> [QUESTÃO BREVE A]: Transcreva a parte do texto sobre a Reforma da Previdência que começa em "Sobre as Reformas: Interrogações" e vai até "de efeito retardado?".
> [QUESTÃO BREVE B]:
Responda às perguntas abaixo com base no texto sobre a Reforma da Previdência.
(i) Qual é a primeira operação de um sistema previdenciário?
(ii) Com o que são pagas as altas aposentadorias num país como o nosso?
(iii) Qual objetivo claro esta Reforma precisa ter?
> [QUESTÃO BREVE C]: Escreva a continuação do texto sobre a Reforma da Previdência a partir da última frase apresentada.

Sobre as Reformas: Interrogações Previdentes

Falta pouco para o Congresso votar a Reforma da Previdência. Mas sobram dúvidas sobre o acerto dos seus critérios e sobre suas reais conseqüências. Esta Reforma é a solução de um impasse, ou é uma bomba de efeito retardado?

As dúvidas começam pelas contas a fazer. Diante desta Reforma, o povo brasileiro se parece com os alunos de hoje, que aprendem mal a matemática, esquecem a tabuada, e já não sabem fazer contas. Sobretudo quando é preciso conjugar a conta de somar com a conta de dividir. Pois esta é a primeira operação de um sistema previdenciário: somar recursos, para ter o que dividir. Não se pode só pensar em dividir. É preciso, primeiro, garantir a soma.

Por isto, uma pergunta indispensável para conferir os critérios desta Reforma está, de fato, aí: quem paga a conta das aposentadorias? Em palavras mais adequadas: quando alguém recebe uma aposentadoria, em quanto ele colaborou para garantir os recursos necessários? A resposta nos leva à primeira evidência, que precisa ser assumida com convicção e firmeza: num país como o nosso, as altas aposentadorias são pagas com a fome do povo. Pois os seus recursos não provém das contribuições desses aposentados privilegiados, mas são pagas com dinheiro público, que precisaria ser aplicado com urgência em políticas sociais.

Um objetivo claro desta Reforma precisa ser a eliminação das aposentadorias milionárias, que todos identificam com clareza.

Mas a questão da Previdência não se limita a fazer contas. Não se reduz a um problema contábil. Até porque se deveria conferir, com cuidado, se realmente faltam recursos. E no caso de faltarem, se é porque alguns não pagam o que deveriam pagar, ou se os recursos são desviados para outras finalidades. Tudo isto é pertinente, e torna complexa a questão. Aí se vê quanto é grave, por exemplo, a omissão em contribuir com as obrigações sociais, tão difundida num país que perdeu o senso da ética pública.

(Registros de um conjunto de dados)
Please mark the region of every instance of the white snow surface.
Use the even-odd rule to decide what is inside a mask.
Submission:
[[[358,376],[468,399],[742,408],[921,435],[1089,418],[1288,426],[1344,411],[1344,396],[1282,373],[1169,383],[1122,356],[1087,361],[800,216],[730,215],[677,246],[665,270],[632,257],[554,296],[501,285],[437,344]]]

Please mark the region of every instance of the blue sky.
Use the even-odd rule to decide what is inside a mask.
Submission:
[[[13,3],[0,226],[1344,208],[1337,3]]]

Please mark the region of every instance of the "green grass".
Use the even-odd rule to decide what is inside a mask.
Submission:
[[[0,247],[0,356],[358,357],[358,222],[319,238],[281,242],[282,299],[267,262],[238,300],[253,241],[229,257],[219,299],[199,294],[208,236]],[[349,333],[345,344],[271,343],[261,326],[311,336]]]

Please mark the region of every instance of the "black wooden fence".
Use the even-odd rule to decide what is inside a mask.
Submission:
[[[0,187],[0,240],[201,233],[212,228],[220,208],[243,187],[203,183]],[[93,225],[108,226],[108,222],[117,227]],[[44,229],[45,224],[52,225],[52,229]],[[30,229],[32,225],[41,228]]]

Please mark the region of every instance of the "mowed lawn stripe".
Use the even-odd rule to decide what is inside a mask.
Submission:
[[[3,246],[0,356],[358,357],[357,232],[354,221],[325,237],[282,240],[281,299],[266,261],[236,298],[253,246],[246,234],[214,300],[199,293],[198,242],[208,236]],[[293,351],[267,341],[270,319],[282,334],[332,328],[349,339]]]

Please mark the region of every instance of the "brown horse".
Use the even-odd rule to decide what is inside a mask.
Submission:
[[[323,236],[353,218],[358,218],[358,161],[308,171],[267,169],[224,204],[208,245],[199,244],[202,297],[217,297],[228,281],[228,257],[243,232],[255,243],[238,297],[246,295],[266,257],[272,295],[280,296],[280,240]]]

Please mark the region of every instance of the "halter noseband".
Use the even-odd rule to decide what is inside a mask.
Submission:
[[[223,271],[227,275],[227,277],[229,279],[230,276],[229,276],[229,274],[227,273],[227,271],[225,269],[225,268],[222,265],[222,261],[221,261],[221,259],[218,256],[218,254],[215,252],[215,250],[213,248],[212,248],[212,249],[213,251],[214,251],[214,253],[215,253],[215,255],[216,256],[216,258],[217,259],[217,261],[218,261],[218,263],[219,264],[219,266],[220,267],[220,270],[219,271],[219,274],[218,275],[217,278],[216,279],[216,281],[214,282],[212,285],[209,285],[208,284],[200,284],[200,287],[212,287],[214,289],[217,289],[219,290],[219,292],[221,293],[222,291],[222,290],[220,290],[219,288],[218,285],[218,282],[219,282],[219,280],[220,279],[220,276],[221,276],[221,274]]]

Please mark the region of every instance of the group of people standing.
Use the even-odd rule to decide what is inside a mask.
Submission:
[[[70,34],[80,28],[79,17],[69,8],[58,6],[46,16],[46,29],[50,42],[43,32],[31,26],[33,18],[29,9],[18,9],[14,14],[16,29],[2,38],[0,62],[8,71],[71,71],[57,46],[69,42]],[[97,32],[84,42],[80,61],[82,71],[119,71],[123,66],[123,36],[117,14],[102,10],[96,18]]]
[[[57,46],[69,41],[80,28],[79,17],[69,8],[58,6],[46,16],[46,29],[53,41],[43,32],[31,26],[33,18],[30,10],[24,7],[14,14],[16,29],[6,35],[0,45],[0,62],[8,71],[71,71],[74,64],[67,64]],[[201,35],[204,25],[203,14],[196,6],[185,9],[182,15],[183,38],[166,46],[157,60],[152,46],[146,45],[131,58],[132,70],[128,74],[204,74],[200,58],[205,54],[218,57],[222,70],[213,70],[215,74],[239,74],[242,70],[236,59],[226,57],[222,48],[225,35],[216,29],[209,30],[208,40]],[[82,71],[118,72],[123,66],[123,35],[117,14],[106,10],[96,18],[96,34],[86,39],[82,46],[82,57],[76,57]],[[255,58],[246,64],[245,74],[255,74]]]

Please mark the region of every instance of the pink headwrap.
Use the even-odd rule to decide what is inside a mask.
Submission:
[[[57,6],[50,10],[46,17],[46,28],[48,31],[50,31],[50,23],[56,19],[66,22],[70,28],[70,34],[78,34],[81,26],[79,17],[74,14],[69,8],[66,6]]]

> [RESPOSTA DA TAREFA A]:
Sobre as Reformas: Interrogações Previdentes

Falta pouco para o Congresso votar a Reforma da Previdência. Mas sobram dúvidas sobre o acerto dos seus critérios e sobre suas reais conseqüências. Esta Reforma é a solução de um impasse, ou é uma bomba de efeito retardado?

> [RESPOSTA DA TAREFA B]:
(i) Somar recursos, para ter o que dividir.
(ii) Com a fome do povo, pois são pagas com dinheiro público, e não com as contribuições desses aposentados privilegiados.
(iii) A eliminação das aposentadorias milionárias.

> [RESPOSTA DA TAREFA C]:
Sem o despertar ético não há reforma que resolva o sistema previdenciário brasileiro. O horizonte ético precisa balizar toda a questão previdenciária. As aposentadorias verdadeiras só resultam de um país justo, em que todos possam olhar o futuro com tranqüilidade, confiança e segurança. Por isto, a garantia de um sistema previdenciário não está, em primeiro lugar, no equilíbrio contábil do orçamento, mas na justiça social que beneficie toda a população. Entra aqui a intrigante situação dos quarenta milhões de brasileiros que estão simplesmente fora do sistema previdenciário. Uma verdadeira reforma não pode ignorar a situação deles.

No bojo da Reforma, emerge a questão dos servidores públicos. É evidente que está em curso o desgaste de sua imagem. De um lado, o país precisa reconhecer a importância de contar com servidores públicos estáveis, bem remunerados, para que possam exercer com competência a sua função. Ao mesmo tempo, o desempenho dos servidores públicos precisa se tornar um fator de desenvolvimento econômico e social, pela qualidade dos serviços prestados. No meio dessa discussão, é importante lembrar a questão das privatizações, em que setores nitidamente públicos passaram às mãos da administração empresarial, em decorrência do peso que significava a sua gestão pública. Os servidores públicos precisam se dar conta que sua situação também está condicionada à realidade econômica do país, que fica sempre mais inviabilizada na medida em que se acentuam as desigualdades sociais. A remuneração dos servidores públicos não pode se tornar em fator de manutenção ou de aprofundamento das desigualdades. Os privilégios injustos levam o Brasil à falência. Os servidores públicos precisam construir, para si mesmos e para a sociedade, uma imagem diferente: de promotores da justiça social, extensiva a todos os cidadãos. Aí eles terão o seu quinhão, merecido e reconhecido.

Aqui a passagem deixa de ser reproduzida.